**Instructions to follow**
Swap "disc" for "circle" in the lines running from the one that contains "TARGET: the green moss" through the end, inclusive, and change nothing else. Leave the pictures out of your answer.

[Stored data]

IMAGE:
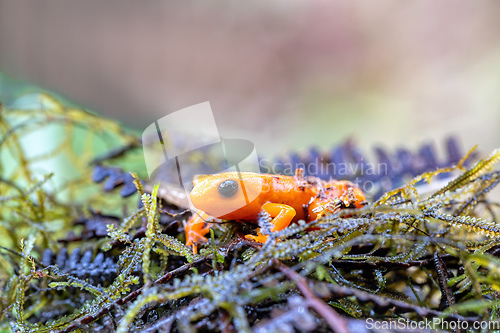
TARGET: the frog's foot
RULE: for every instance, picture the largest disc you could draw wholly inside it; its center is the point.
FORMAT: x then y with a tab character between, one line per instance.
196	228
193	239
260	238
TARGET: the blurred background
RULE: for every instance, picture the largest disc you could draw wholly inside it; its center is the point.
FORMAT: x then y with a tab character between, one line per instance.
286	75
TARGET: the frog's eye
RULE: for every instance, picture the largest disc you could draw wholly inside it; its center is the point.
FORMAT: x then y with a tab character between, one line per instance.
228	188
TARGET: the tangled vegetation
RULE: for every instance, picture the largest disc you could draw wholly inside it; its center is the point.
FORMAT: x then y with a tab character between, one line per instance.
404	256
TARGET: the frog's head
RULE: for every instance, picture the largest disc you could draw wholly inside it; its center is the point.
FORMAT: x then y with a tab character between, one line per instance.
221	194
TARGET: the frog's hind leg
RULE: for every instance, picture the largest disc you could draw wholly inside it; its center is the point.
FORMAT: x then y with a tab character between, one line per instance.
196	228
282	217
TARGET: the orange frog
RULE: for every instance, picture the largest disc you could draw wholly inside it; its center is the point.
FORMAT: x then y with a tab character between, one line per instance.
243	195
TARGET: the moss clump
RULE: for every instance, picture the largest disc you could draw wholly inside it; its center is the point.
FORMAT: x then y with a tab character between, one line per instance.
404	256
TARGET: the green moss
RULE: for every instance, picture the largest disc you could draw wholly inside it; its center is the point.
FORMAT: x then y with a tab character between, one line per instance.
411	256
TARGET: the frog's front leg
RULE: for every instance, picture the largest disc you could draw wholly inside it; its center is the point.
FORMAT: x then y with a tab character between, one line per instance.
196	228
282	217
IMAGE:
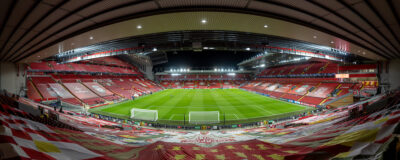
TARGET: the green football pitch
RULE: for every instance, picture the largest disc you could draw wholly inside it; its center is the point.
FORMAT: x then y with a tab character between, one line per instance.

**Response to this task**
TARGET: the green moss
RULE: for every instance, picture the largest circle you could draw wholly inside it; its center is the point.
FORMAT: x then y with a tab character between, one line per instance.
411	256
TARGET: the frog's front leg
RULE: for every instance, picture the largest circle you could draw wholly inside it; its center is the point.
FORMAT: x then y with a tab character between, one line per instance.
196	228
282	217
IMAGE:
TARGET: the green football pitch
RULE: for every instance, picture the largest circle you could draw wholly inside it; its center is the point.
FORMAT: x then y with a tab character between, one line per instance.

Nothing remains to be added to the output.